◆ Requirements:
- a) In the patent excerpt on distributed array processing, what does an array partition refer to?
- b) Repeat the patent excerpt on distributed array processing from "Programmatically means through" up to and including "programs or machines.".

◆ Text:
● ● ● ● ●
Additionally, the master node selects to locate the two or more
array partitions on a first worker of the plurality of workers
during the run-time.
[0008] Still further, example embodiments provide an array in a
distributed computing environment in which multiple computing
devices are used. The array can be processed in connection with
performance of a plurality of tasks that are handled concurrently
by the multiple computing devices. A set of data transfer reduction
objectives can be implemented in processing the array. The set of
data transfer reduction objectives including (i) determining a
array partition of the array that is accessed and modified by at
least two of the plurality of tasks, and (ii) assigning a same one
of the multiple computing devices to perform the at least two of
the plurality of tasks.
[0009] Among other benefits, examples such as described herein
enable efficient implementation of large-scale data analysis which
require use of array computations (e.g., linear algebra).
[0010] An array refers to a multi-dimensional data element,
represented by m.times.n. An array partition refers to a portion of
an array, such as a row, column or block of an array.
[0011] One or more embodiments described herein provide that
methods, techniques and actions performed by a computing device
(e.g., node of a distributed file system) are performed
programmatically, or as a computer-implemented method.
Programmatically means through the use of code, or
computer-executable instructions. A programmatically performed step
may or may not be automatic.
[0012] With reference to FIG. 1 or FIG. 2, one or more embodiments
described herein may be implemented using programmatic modules or
components. A programmatic module or component may include a
program, a subroutine, a portion of a program, or a software
component or a hardware component capable of performing one or more
stated tasks or functions. As used herein, a module or component
can exist on a hardware component independently of other modules or
components. Alternatively, a module or component can be a shared
element or process of other modules, programs or machines.
● ● ● ● ●
◆ Items:
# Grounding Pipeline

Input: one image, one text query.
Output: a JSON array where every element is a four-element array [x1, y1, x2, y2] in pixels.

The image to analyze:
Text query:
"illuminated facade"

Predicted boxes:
● ● ● ● ●
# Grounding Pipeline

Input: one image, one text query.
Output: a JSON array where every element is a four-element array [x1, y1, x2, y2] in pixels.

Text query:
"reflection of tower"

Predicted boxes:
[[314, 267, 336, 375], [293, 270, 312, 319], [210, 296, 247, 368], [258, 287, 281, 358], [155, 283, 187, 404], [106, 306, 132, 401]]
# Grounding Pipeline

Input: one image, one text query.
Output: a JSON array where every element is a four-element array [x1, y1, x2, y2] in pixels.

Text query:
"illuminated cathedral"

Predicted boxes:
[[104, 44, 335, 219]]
● ● ● ● ●
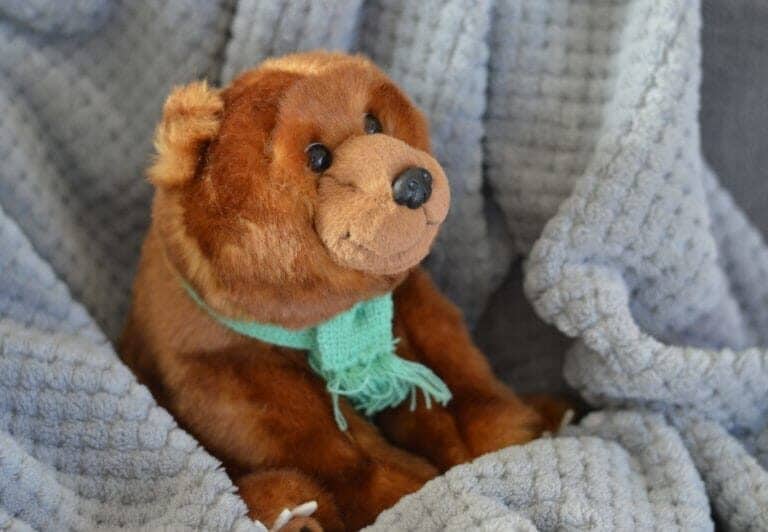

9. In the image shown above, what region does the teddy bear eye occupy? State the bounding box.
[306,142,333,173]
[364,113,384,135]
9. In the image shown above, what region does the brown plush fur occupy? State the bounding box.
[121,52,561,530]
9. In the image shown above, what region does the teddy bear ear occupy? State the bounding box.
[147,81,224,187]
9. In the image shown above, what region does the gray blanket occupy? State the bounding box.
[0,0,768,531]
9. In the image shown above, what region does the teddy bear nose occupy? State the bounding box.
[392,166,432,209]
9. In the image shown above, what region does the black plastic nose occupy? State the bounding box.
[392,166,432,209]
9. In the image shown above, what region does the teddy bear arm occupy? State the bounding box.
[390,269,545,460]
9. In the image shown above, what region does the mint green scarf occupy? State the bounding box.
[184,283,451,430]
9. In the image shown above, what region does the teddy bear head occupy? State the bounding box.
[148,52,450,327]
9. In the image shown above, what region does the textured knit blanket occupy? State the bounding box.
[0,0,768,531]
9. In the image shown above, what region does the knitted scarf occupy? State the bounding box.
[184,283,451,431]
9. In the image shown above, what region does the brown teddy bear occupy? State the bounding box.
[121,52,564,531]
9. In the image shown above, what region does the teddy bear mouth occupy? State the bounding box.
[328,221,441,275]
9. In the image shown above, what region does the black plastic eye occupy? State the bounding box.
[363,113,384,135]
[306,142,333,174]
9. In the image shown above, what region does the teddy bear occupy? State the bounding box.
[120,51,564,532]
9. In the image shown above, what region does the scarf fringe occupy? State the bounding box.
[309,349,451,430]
● ● ● ● ●
◆ Solutions to the tasks:
- a) An array partition refers to a portion of an array, such as a row, column or block of an array.

- b)
Programmatically means through the use of code, or
computer-executable instructions. A programmatically performed step
may or may not be automatic.
[0012] With reference to FIG. 1 or FIG. 2, one or more embodiments
described herein may be implemented using programmatic modules or
components. A programmatic module or component may include a
program, a subroutine, a portion of a program, or a software
component or a hardware component capable of performing one or more
stated tasks or functions. As used herein, a module or component
can exist on a hardware component independently of other modules or
components. Alternatively, a module or component can be a shared
element or process of other modules, programs or machines.